>>>>>

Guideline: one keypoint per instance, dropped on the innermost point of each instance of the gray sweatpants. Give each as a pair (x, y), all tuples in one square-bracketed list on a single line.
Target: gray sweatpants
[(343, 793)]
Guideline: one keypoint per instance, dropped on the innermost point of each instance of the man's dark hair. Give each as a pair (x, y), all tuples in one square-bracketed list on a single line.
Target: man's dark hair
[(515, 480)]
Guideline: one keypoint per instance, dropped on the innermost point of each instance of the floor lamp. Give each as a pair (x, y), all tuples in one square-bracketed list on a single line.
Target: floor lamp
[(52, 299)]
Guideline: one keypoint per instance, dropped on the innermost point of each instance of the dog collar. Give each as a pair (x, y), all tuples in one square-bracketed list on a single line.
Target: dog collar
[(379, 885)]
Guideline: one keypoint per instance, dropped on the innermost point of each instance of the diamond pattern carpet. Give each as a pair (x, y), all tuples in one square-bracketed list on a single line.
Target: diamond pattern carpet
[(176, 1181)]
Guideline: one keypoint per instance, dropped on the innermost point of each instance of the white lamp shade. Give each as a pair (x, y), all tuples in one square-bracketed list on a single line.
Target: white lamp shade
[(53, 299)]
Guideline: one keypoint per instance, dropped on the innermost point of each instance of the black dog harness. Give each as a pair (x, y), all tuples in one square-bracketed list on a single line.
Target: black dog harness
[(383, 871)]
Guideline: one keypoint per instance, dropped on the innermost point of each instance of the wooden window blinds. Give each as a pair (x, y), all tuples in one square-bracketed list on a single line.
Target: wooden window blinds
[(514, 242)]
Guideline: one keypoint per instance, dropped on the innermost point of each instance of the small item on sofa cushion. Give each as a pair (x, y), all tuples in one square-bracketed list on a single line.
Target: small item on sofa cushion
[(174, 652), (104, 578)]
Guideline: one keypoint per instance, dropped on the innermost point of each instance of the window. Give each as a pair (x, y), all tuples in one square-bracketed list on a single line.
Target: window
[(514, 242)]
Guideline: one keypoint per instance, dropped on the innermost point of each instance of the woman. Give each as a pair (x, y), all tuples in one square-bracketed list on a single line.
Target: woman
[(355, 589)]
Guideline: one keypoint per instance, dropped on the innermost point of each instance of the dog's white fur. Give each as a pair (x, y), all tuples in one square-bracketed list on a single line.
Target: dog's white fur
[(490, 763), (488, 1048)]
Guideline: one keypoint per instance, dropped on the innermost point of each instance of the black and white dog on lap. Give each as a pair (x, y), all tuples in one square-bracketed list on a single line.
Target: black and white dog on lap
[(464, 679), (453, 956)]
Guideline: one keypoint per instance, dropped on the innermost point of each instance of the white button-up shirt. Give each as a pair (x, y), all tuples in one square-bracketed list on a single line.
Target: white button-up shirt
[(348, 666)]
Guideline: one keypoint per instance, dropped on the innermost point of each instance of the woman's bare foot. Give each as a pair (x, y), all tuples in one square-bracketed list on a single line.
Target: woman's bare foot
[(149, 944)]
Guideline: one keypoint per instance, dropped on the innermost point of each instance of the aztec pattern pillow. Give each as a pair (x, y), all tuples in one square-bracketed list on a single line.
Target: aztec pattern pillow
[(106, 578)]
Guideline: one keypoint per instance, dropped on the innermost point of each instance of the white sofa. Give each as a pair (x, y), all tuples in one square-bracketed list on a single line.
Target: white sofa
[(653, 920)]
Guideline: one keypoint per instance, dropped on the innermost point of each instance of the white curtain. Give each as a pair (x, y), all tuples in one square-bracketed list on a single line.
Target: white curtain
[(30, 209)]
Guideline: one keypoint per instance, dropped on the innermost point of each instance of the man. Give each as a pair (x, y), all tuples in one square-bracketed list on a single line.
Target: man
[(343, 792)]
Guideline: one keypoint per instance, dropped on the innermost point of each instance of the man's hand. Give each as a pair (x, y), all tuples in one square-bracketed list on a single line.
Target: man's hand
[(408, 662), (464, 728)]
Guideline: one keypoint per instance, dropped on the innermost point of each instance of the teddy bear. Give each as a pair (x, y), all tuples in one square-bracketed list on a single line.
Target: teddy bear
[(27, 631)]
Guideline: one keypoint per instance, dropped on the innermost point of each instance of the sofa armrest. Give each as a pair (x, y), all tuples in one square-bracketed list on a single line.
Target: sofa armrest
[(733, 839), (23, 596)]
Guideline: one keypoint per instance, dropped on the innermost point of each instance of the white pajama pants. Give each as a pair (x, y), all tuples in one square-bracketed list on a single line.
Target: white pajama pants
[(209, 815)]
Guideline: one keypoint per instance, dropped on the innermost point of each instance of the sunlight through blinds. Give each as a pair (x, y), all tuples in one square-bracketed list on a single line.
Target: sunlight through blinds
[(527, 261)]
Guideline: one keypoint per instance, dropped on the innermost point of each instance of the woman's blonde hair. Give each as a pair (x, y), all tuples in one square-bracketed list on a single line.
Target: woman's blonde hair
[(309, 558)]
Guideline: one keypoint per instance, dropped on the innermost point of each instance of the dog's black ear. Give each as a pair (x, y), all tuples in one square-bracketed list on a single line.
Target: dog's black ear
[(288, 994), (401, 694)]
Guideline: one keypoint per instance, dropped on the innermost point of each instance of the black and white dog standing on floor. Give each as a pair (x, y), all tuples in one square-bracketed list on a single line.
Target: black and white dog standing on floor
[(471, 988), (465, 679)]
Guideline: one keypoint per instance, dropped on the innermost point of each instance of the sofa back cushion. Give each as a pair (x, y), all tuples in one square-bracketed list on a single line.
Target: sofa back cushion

<<<<<

Print again each line of the listing above, exactly as it appears.

Guideline: one keypoint per instance, dropped on the innermost point of each instance of the gray sweatpants. Give each as a pair (x, y), all tuples in one square-bracketed list on a single line.
Target: gray sweatpants
[(343, 793)]
Guideline: one keypoint per instance, dropped on the innermost point of each instance of the man's dark hair. Give each as a pair (x, y), all tuples in one square-bracketed list on a single line.
Target: man's dark hair
[(515, 480)]
Guideline: one keypoint per instance, dropped on the innermost point of each instance of the floor lamp. Give each as a pair (x, y), all tuples in one square-bracketed list on a single line.
Target: floor lamp
[(52, 299)]
Guideline: one keypoint per instance, dropped on the innermost point of each instance of the dog collar. Give each as a pair (x, y), all tuples in one square-bracketed list on a single line.
Target: dog collar
[(379, 885)]
Guideline: one keypoint per instance, dropped on the innermost point of each instance of the diamond pattern carpet. Give each as a pair (x, y), all tuples in one square-bracketed list on a single line.
Target: diamond pattern carpet
[(176, 1181)]
Guideline: one keypoint per instance, dropped on the innermost point of each instance of the white lamp shade. Give each as a pair (x, y), all tuples in one square-bracketed list on a single line.
Target: white lamp shade
[(53, 299)]
Guideline: one keypoint per instance, dropped on the innermost point of each instance of the black dog harness. Give each as a pair (x, y), all tuples in one square-bracketed list on a single line.
Target: black dog harness
[(383, 871)]
Guideline: one keypoint per instance, dropped on the innermost point of each instance of the wooden window blinds. Give each as a pair (x, y), all tuples in one square-bracketed list on a single line.
Target: wooden window blinds
[(514, 242)]
Guideline: one keypoint per instance, dropped on the innermost point of each instance of the small item on sofa cushion. Give each as a pair (x, y), all tuples in one square-bracketed list on a single line.
Target: small item on sofa cushion
[(174, 652), (104, 578)]
Guideline: one keypoint per instance, dropped on the innermost point of each instance of the window. Give each as a pair (x, y), all tuples in one square-bracketed list on a single line.
Target: window
[(514, 242)]
Guideline: one keypoint per instance, dropped on the innermost point of each instance of the woman. Give each as a pair (x, y), all tuples in one square-bracketed list on a single line.
Target: woman
[(355, 589)]
Guideline: one keypoint per instance, dropped on the innermost point of each instance of the dog's white fur. Give each as a pair (x, y), all tuples in one square-bracketed list on a single line.
Target: dog's white fur
[(490, 763), (488, 1048)]
Guideline: one keypoint per instance, dropped on the innermost point of each instance of the black and white dog on lap. Give each as a pair (x, y), all tuples in one square-bracketed list on a single line.
Target: black and white dog on lap
[(464, 679), (453, 956)]
Guideline: one keypoint per instance, dropped on the innermost point of each instance of the white button-up shirt. Give each as a pair (x, y), all tuples in one square-bracketed list on a single line.
Target: white button-up shirt
[(348, 666)]
Guideline: one keypoint per instance, dropped on the innermost point of each instance of the woman's bare foot. Give each as a pair (x, y), all tuples in one square-bracketed list on a single line.
Target: woman's bare foot
[(149, 944)]
Guideline: one keypoint per instance, dropped on the innermost point of each instance of the aztec pattern pillow. Give each as a pair (x, y), all tuples in one square-bracketed list on a single line.
Target: aztec pattern pillow
[(106, 578)]
Guideline: one keypoint per instance, dropped on the innermost point of each instance of the white sofa. Give each as a pair (x, y), all tuples in one square-bracketed list on a single line.
Target: white sofa
[(653, 920)]
Guideline: one keypoint per instance, dropped on the innermost point of each instance of the white curtain. Give each as a pair (x, y), all tuples in one square-bracketed list on a single line.
Target: white curtain
[(30, 209)]
Guideline: one keypoint per instance, dropped on the innermost point of each instance of the man. Give each as a pair (x, y), all tuples in one square-bracketed list on a single line.
Target: man
[(343, 792)]
Guideline: one keypoint per instance, dropped on the innermost point of each instance of the man's hand. Give each as a pair (x, y), all tuples in one square-bracketed list on a single line.
Target: man's hand
[(408, 662), (464, 728)]
Guideline: one keypoint per instance, dropped on the innermost point of each instance of the teddy bear. Give each as a pair (x, y), all tuples in one square-bracketed list on a single line.
Target: teddy bear
[(27, 631)]
Guideline: one keypoint per instance, dropped on the innermost point of each instance of the sofa armrest. Give each as a pair (x, y), all tuples in one square-bracketed list on a single line.
Target: sofa armrest
[(733, 839), (23, 596)]
Guideline: one keypoint per instance, dropped on the innermost point of each instance of the white pajama pants. Give each as a pair (x, y), all tuples in one square-bracketed list on a single line.
Target: white pajama pants
[(209, 815)]
Guideline: one keypoint per instance, dropped on the innermost point of each instance of the sunlight through blinds. Give each as a pair (x, y), all tuples in one square-bracketed list on a single line.
Target: sunlight through blinds
[(527, 261)]
Guideline: one keypoint per instance, dropped on the innermost point of each instance of the woman's blonde hair. Give each as a pair (x, y), all tuples in one square-bracketed list on a single line.
Target: woman's blonde hair
[(309, 558)]
Guideline: one keypoint per instance, dropped on the innermost point of each instance of the dog's black ear. Give each as a pair (x, y), all tuples in one square-bracketed list on a single line.
Target: dog's black ear
[(288, 994), (401, 694)]
Guideline: one keypoint per instance, dropped on the innermost point of each instance of the black and white dog standing on floor. Give each as a pair (x, y), all tuples in one square-bracketed list on a single line.
Target: black and white dog standing on floor
[(471, 988), (465, 679)]
Guideline: one keypoint per instance, dropped on the innermost point of each instance of the sofa back cushion. Give each as a pair (x, y), all tuples in one square-bracketed list on a single line.
Target: sofa back cushion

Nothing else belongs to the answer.